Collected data
··········

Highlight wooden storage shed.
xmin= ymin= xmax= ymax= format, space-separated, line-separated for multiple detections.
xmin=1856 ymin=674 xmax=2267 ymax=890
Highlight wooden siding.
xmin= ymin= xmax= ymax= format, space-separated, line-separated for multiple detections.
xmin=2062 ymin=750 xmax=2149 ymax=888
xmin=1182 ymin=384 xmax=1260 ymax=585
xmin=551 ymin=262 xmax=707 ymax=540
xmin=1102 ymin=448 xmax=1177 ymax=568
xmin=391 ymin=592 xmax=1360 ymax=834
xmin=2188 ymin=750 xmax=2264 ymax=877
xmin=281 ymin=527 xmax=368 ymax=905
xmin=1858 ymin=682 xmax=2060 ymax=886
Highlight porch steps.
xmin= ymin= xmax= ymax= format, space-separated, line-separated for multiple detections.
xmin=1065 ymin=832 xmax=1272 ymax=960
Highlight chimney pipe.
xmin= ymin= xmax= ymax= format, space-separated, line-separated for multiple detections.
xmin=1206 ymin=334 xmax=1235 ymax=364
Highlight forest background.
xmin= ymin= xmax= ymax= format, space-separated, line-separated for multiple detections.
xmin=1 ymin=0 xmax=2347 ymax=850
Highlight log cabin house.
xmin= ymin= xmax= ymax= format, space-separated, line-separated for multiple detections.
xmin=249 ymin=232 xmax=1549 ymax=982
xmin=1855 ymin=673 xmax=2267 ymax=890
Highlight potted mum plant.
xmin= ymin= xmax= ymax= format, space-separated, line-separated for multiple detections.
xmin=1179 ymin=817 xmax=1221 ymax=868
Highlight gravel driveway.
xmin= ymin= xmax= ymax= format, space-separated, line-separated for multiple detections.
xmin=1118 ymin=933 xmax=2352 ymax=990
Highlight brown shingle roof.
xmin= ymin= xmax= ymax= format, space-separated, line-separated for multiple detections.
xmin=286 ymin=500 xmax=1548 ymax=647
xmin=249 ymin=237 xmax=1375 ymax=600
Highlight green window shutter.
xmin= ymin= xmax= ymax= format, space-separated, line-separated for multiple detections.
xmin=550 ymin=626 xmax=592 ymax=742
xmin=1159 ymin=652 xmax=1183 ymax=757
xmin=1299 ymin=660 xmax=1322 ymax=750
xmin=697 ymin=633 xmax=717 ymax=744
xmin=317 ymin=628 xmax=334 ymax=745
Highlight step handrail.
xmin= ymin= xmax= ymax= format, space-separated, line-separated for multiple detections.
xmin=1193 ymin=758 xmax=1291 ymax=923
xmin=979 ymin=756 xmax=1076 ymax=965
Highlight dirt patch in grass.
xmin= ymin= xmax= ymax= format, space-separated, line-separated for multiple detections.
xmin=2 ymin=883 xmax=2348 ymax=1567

··········

Exercise goal: Please make an exact copy of the entries, down to the last character.

Response to this exercise:
Highlight wooden storage shed.
xmin= ymin= xmax= ymax= format, space-separated, line-separated for multiple detections.
xmin=1856 ymin=674 xmax=2267 ymax=890
Highlight wooden siding.
xmin= ymin= xmax= ymax= format, space-separated, line-separated for multiple detections.
xmin=2062 ymin=750 xmax=2149 ymax=888
xmin=1182 ymin=384 xmax=1260 ymax=585
xmin=551 ymin=262 xmax=707 ymax=540
xmin=1102 ymin=448 xmax=1177 ymax=568
xmin=391 ymin=592 xmax=1360 ymax=834
xmin=2188 ymin=750 xmax=2264 ymax=877
xmin=281 ymin=527 xmax=368 ymax=905
xmin=1858 ymin=682 xmax=2060 ymax=886
Highlight porch steps.
xmin= ymin= xmax= ymax= format, space-separated, line-separated for multiple detections.
xmin=1065 ymin=832 xmax=1272 ymax=960
Highlight chimney pipe.
xmin= ymin= xmax= ymax= format, space-separated, line-separated for multiple detections.
xmin=1206 ymin=334 xmax=1235 ymax=364
Highlight forest background.
xmin= ymin= xmax= ymax= format, space-separated, line-separated for multiple detections.
xmin=1 ymin=0 xmax=2347 ymax=850
Highlight log cabin house.
xmin= ymin= xmax= ymax= format, space-separated, line-separated for multiple detections.
xmin=249 ymin=232 xmax=1549 ymax=982
xmin=1855 ymin=673 xmax=2267 ymax=890
Highlight potted mum plant.
xmin= ymin= xmax= ymax= format, space-separated, line-separated for multiple detections.
xmin=1179 ymin=817 xmax=1221 ymax=868
Highlight gravel driveway.
xmin= ymin= xmax= ymax= format, space-separated, line-separated for multiple detections.
xmin=1118 ymin=933 xmax=2352 ymax=990
Highlight brown shingle roof.
xmin= ymin= xmax= ymax= format, space-separated, line-separated for multiple detections.
xmin=286 ymin=500 xmax=1548 ymax=647
xmin=249 ymin=237 xmax=1375 ymax=600
Highlight green window shutter.
xmin= ymin= xmax= ymax= format, space-separated, line-separated for multiple detections.
xmin=550 ymin=626 xmax=592 ymax=742
xmin=1159 ymin=652 xmax=1183 ymax=757
xmin=1299 ymin=660 xmax=1322 ymax=750
xmin=697 ymin=633 xmax=717 ymax=744
xmin=317 ymin=628 xmax=334 ymax=745
Highlight step handrail.
xmin= ymin= xmax= ymax= format, space-separated, line-separated for multiple detections.
xmin=1193 ymin=758 xmax=1291 ymax=923
xmin=979 ymin=756 xmax=1076 ymax=965
Highlight dirt patch in grass.
xmin= ymin= xmax= ymax= format, space-separated, line-separated for multiple detections.
xmin=2 ymin=883 xmax=2348 ymax=1567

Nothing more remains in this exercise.